Pessoalmente, estou cansado de tanto pessimismo. É um convite disfarçado à inação, à aceitação da repetição. Que tal o exercício oposto? Imagine, por um instante, que voltamos ao início do século 20.
Quem poderia pensar, naquele momento, que este seria o século de Einstein e Eisenstein, de "Luzes da Cidade" de Chaplin e do jazz de Miles Davis? Dos existencialistas, dos cubistas e dos construtivistas; da Revolução Russa, do Che e de Mao; do neo-realismo, da nouvelle vague e do cinema novo; de Gershwin, dos Beatles e de Antônio Carlos Jobim. E de Duchamp e Cage, que tudo desconstruíram para que tudo pudesse ser reinventado.
1º de janeiro de 2000. Pode-se entrever, pelo menos na área cultural, razões para algum otimismo. Indícios de que é possível inventar aqui uma arte autônoma a partir de quase nada, concretizando uma forma de expressão eminentemente brasileira e, por isso mesmo, universal.
Duas exposições de artistas plásticos brasileiros me transmitiram recentemente essa impressão. A primeira é a retrospectiva de Cildo Meireles no "Novo Museu de Arte Contemporânea", em Nova York.
Entrei na exposição de Meireles depois de percorrer dezenas de novas galerias de Chelsea, área onde são exibidos trabalhos de jovens artistas americanos e europeus -quase sempre obras intituladas... "sem título".
A retrospectiva de Cildo Meireles é uma ilha de invenção e sensibilidade em meio aos malabarismos estéticos que estão na ordem do dia.
Como nos haiku japoneses, tudo em Meireles é síntese e condensação, numa prova de que simplicidade e densidade não são mutuamente excludentes. As instalações mexem com camadas diversas da percepção -o olhar, o tato, o gosto. Os conceitos tradicionais de tempo e espaço, a própria organização do mundo segundo os princípios euclidianos são questionados.

• [Linhas exibidas]:
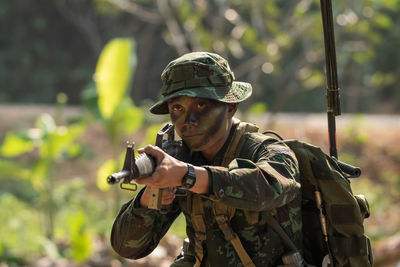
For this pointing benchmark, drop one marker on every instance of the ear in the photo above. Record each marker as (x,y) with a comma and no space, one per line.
(232,109)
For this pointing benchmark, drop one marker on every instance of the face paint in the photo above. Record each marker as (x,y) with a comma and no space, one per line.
(201,123)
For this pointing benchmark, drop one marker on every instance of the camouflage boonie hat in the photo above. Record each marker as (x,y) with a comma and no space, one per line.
(200,74)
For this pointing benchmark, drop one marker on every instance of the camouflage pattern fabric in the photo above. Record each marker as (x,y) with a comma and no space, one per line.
(203,75)
(247,185)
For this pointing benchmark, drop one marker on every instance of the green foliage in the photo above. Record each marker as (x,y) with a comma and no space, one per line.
(20,227)
(113,72)
(258,108)
(80,239)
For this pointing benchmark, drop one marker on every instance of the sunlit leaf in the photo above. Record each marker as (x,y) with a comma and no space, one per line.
(104,171)
(39,174)
(46,123)
(128,116)
(49,247)
(11,169)
(15,145)
(113,72)
(383,21)
(258,108)
(80,239)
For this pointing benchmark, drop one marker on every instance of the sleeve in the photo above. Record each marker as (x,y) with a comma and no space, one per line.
(263,178)
(137,231)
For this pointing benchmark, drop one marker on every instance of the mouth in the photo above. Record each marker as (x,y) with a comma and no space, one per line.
(191,136)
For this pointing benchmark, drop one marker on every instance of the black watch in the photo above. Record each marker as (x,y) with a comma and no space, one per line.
(189,179)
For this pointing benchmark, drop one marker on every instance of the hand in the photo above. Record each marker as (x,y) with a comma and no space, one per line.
(169,171)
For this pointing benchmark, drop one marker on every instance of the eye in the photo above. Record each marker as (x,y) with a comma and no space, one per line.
(175,108)
(201,105)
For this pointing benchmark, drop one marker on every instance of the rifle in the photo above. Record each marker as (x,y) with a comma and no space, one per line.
(332,95)
(144,165)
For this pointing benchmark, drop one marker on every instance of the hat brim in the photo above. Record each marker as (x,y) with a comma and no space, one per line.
(237,92)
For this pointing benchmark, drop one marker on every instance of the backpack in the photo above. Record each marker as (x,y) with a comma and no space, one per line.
(328,202)
(332,216)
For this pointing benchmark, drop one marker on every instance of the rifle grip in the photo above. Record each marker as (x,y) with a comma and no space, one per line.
(155,198)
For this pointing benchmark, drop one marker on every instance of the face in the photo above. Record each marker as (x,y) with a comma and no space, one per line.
(202,123)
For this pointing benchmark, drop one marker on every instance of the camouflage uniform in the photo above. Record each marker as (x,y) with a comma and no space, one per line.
(262,178)
(245,185)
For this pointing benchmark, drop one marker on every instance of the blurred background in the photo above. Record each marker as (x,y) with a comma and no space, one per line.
(77,78)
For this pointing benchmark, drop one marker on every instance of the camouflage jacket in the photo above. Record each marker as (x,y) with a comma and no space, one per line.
(247,185)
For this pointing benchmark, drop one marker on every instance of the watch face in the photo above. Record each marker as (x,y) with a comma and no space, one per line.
(189,179)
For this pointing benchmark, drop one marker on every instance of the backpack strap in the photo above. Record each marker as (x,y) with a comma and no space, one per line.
(197,216)
(223,215)
(237,141)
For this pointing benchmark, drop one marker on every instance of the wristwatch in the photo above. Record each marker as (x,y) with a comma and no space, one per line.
(189,179)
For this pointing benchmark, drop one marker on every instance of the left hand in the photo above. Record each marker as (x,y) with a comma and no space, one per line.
(169,171)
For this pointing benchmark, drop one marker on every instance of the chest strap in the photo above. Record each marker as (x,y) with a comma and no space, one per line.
(235,146)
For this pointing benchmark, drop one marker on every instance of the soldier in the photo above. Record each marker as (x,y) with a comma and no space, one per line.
(234,177)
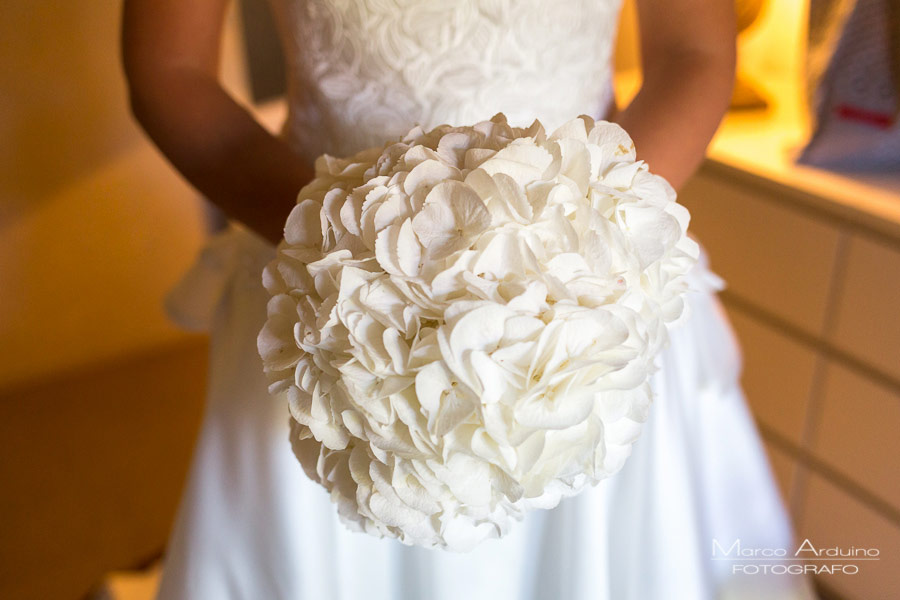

• [Exercício]:
Edite o texto de "Pessoalmente, estou cansado" até "pudesse ser reinventado.", inclusive, e troque "pessimismo" por "negativismo".

• [Resposta completa]:
Pessoalmente, estou cansado de tanto negativismo. É um convite disfarçado à inação, à aceitação da repetição. Que tal o exercício oposto? Imagine, por um instante, que voltamos ao início do século 20.
Quem poderia pensar, naquele momento, que este seria o século de Einstein e Eisenstein, de "Luzes da Cidade" de Chaplin e do jazz de Miles Davis? Dos existencialistas, dos cubistas e dos construtivistas; da Revolução Russa, do Che e de Mao; do neo-realismo, da nouvelle vague e do cinema novo; de Gershwin, dos Beatles e de Antônio Carlos Jobim. E de Duchamp e Cage, que tudo desconstruíram para que tudo pudesse ser reinventado.